Entries from an annotation dataset —

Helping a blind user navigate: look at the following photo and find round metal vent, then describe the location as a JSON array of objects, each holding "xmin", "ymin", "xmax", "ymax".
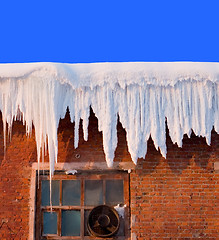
[{"xmin": 87, "ymin": 205, "xmax": 119, "ymax": 238}]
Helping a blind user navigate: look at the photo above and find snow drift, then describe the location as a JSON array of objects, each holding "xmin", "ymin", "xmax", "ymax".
[{"xmin": 0, "ymin": 62, "xmax": 219, "ymax": 172}]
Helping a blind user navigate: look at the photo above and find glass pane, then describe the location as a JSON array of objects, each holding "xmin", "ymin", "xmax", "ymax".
[
  {"xmin": 62, "ymin": 180, "xmax": 81, "ymax": 206},
  {"xmin": 41, "ymin": 180, "xmax": 59, "ymax": 206},
  {"xmin": 62, "ymin": 210, "xmax": 81, "ymax": 236},
  {"xmin": 43, "ymin": 212, "xmax": 57, "ymax": 234},
  {"xmin": 84, "ymin": 180, "xmax": 103, "ymax": 206},
  {"xmin": 106, "ymin": 180, "xmax": 124, "ymax": 205}
]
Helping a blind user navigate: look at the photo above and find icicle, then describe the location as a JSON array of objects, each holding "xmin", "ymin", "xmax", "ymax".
[{"xmin": 0, "ymin": 63, "xmax": 219, "ymax": 174}]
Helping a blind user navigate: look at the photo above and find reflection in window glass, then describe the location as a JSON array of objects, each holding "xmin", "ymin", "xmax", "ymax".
[
  {"xmin": 62, "ymin": 210, "xmax": 81, "ymax": 236},
  {"xmin": 41, "ymin": 180, "xmax": 59, "ymax": 206},
  {"xmin": 43, "ymin": 212, "xmax": 57, "ymax": 234},
  {"xmin": 84, "ymin": 180, "xmax": 103, "ymax": 206},
  {"xmin": 62, "ymin": 180, "xmax": 81, "ymax": 206},
  {"xmin": 106, "ymin": 180, "xmax": 124, "ymax": 205}
]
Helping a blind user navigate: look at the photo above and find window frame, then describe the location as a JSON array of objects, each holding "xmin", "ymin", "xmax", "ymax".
[{"xmin": 35, "ymin": 170, "xmax": 130, "ymax": 240}]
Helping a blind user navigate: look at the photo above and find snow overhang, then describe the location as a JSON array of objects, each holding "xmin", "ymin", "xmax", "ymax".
[{"xmin": 0, "ymin": 62, "xmax": 219, "ymax": 172}]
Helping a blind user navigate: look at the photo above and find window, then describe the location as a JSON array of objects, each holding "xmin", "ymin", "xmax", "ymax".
[{"xmin": 35, "ymin": 171, "xmax": 129, "ymax": 240}]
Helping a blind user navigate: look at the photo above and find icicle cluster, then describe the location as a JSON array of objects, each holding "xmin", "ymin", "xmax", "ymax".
[{"xmin": 0, "ymin": 63, "xmax": 219, "ymax": 173}]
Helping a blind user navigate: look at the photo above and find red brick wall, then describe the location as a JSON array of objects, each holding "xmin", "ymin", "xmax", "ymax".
[{"xmin": 0, "ymin": 111, "xmax": 219, "ymax": 240}]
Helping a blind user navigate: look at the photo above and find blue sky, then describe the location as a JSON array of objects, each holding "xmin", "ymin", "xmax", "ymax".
[{"xmin": 0, "ymin": 0, "xmax": 219, "ymax": 63}]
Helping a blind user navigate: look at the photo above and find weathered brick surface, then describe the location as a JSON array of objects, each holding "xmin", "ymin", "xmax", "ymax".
[{"xmin": 0, "ymin": 111, "xmax": 219, "ymax": 240}]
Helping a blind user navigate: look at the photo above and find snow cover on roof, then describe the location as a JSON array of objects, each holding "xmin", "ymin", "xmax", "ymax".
[{"xmin": 0, "ymin": 62, "xmax": 219, "ymax": 172}]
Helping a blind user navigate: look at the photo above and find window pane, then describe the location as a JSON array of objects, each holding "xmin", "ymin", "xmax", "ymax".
[
  {"xmin": 84, "ymin": 180, "xmax": 103, "ymax": 206},
  {"xmin": 106, "ymin": 180, "xmax": 124, "ymax": 205},
  {"xmin": 62, "ymin": 180, "xmax": 81, "ymax": 206},
  {"xmin": 43, "ymin": 212, "xmax": 57, "ymax": 234},
  {"xmin": 62, "ymin": 210, "xmax": 81, "ymax": 236},
  {"xmin": 41, "ymin": 180, "xmax": 59, "ymax": 206}
]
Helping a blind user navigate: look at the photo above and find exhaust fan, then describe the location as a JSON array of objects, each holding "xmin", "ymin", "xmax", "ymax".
[{"xmin": 87, "ymin": 205, "xmax": 119, "ymax": 238}]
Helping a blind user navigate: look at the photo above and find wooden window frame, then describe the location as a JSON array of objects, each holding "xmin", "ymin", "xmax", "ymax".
[{"xmin": 35, "ymin": 170, "xmax": 130, "ymax": 240}]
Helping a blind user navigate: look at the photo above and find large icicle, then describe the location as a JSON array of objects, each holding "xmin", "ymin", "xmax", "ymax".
[{"xmin": 0, "ymin": 63, "xmax": 219, "ymax": 174}]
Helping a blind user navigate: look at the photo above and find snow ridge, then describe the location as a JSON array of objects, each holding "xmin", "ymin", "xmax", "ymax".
[{"xmin": 0, "ymin": 63, "xmax": 219, "ymax": 174}]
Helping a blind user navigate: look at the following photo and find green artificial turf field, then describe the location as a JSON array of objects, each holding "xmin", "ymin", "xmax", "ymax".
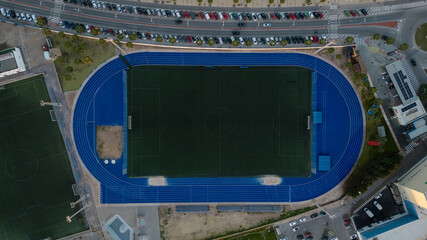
[
  {"xmin": 0, "ymin": 76, "xmax": 87, "ymax": 240},
  {"xmin": 128, "ymin": 66, "xmax": 311, "ymax": 177}
]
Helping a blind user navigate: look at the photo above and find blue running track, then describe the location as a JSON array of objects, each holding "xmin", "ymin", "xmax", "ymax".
[{"xmin": 73, "ymin": 52, "xmax": 364, "ymax": 203}]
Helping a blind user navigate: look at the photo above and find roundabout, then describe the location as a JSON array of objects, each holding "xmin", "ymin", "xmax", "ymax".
[{"xmin": 72, "ymin": 52, "xmax": 364, "ymax": 203}]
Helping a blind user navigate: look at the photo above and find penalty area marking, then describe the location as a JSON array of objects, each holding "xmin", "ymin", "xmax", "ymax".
[{"xmin": 148, "ymin": 176, "xmax": 168, "ymax": 186}]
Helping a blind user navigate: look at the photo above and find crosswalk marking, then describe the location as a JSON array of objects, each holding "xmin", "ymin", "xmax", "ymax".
[{"xmin": 49, "ymin": 0, "xmax": 64, "ymax": 23}]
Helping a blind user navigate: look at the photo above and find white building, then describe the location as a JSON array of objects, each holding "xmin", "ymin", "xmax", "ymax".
[{"xmin": 0, "ymin": 48, "xmax": 26, "ymax": 78}]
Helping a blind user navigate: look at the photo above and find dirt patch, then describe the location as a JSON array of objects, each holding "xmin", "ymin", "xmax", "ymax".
[
  {"xmin": 159, "ymin": 206, "xmax": 281, "ymax": 240},
  {"xmin": 96, "ymin": 126, "xmax": 123, "ymax": 159}
]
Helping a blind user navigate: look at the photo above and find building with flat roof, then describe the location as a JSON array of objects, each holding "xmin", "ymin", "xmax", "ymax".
[
  {"xmin": 0, "ymin": 48, "xmax": 26, "ymax": 78},
  {"xmin": 397, "ymin": 156, "xmax": 427, "ymax": 209},
  {"xmin": 385, "ymin": 60, "xmax": 427, "ymax": 126}
]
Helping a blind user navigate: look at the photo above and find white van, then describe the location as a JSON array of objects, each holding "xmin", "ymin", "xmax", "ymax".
[
  {"xmin": 374, "ymin": 201, "xmax": 383, "ymax": 211},
  {"xmin": 363, "ymin": 208, "xmax": 374, "ymax": 218}
]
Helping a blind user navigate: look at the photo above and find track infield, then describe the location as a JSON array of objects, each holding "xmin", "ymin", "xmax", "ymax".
[
  {"xmin": 0, "ymin": 76, "xmax": 87, "ymax": 240},
  {"xmin": 127, "ymin": 66, "xmax": 311, "ymax": 177}
]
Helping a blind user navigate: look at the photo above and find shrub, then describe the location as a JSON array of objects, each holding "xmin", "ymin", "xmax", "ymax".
[
  {"xmin": 385, "ymin": 38, "xmax": 394, "ymax": 45},
  {"xmin": 372, "ymin": 33, "xmax": 381, "ymax": 40},
  {"xmin": 345, "ymin": 36, "xmax": 354, "ymax": 44}
]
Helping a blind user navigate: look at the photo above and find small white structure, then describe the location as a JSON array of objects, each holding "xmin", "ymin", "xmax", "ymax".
[{"xmin": 0, "ymin": 48, "xmax": 27, "ymax": 78}]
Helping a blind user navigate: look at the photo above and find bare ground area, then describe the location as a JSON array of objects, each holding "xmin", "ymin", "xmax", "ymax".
[
  {"xmin": 159, "ymin": 206, "xmax": 281, "ymax": 240},
  {"xmin": 96, "ymin": 126, "xmax": 123, "ymax": 159}
]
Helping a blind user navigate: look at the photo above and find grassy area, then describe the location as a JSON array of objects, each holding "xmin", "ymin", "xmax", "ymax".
[
  {"xmin": 52, "ymin": 32, "xmax": 114, "ymax": 92},
  {"xmin": 225, "ymin": 227, "xmax": 277, "ymax": 240},
  {"xmin": 415, "ymin": 23, "xmax": 427, "ymax": 51},
  {"xmin": 0, "ymin": 76, "xmax": 87, "ymax": 240}
]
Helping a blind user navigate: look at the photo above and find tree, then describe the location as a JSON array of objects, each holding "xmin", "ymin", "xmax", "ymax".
[
  {"xmin": 36, "ymin": 17, "xmax": 47, "ymax": 27},
  {"xmin": 75, "ymin": 25, "xmax": 85, "ymax": 34},
  {"xmin": 129, "ymin": 32, "xmax": 137, "ymax": 41},
  {"xmin": 206, "ymin": 38, "xmax": 215, "ymax": 47},
  {"xmin": 156, "ymin": 36, "xmax": 163, "ymax": 42},
  {"xmin": 418, "ymin": 84, "xmax": 427, "ymax": 100},
  {"xmin": 345, "ymin": 36, "xmax": 354, "ymax": 44},
  {"xmin": 83, "ymin": 56, "xmax": 93, "ymax": 64},
  {"xmin": 64, "ymin": 74, "xmax": 73, "ymax": 81},
  {"xmin": 71, "ymin": 34, "xmax": 80, "ymax": 42},
  {"xmin": 280, "ymin": 39, "xmax": 288, "ymax": 47},
  {"xmin": 42, "ymin": 28, "xmax": 51, "ymax": 36},
  {"xmin": 90, "ymin": 28, "xmax": 99, "ymax": 36},
  {"xmin": 65, "ymin": 66, "xmax": 74, "ymax": 73},
  {"xmin": 55, "ymin": 56, "xmax": 64, "ymax": 63},
  {"xmin": 74, "ymin": 58, "xmax": 83, "ymax": 64},
  {"xmin": 385, "ymin": 37, "xmax": 394, "ymax": 45},
  {"xmin": 399, "ymin": 43, "xmax": 408, "ymax": 51},
  {"xmin": 372, "ymin": 33, "xmax": 381, "ymax": 40},
  {"xmin": 169, "ymin": 37, "xmax": 176, "ymax": 45}
]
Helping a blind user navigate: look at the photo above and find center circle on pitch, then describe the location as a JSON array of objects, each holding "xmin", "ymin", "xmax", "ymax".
[
  {"xmin": 205, "ymin": 107, "xmax": 236, "ymax": 138},
  {"xmin": 5, "ymin": 149, "xmax": 39, "ymax": 182}
]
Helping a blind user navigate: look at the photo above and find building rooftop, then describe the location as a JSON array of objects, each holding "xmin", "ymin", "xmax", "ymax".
[{"xmin": 385, "ymin": 60, "xmax": 418, "ymax": 106}]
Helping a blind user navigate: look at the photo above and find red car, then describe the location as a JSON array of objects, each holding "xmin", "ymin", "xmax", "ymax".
[
  {"xmin": 222, "ymin": 13, "xmax": 228, "ymax": 20},
  {"xmin": 214, "ymin": 12, "xmax": 219, "ymax": 20},
  {"xmin": 313, "ymin": 36, "xmax": 319, "ymax": 43},
  {"xmin": 270, "ymin": 13, "xmax": 276, "ymax": 19}
]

WRITTEN EXERCISE —
How many lines of the records contain the word "brick"? Case counts. Give only the number.

TASK RESULT —
2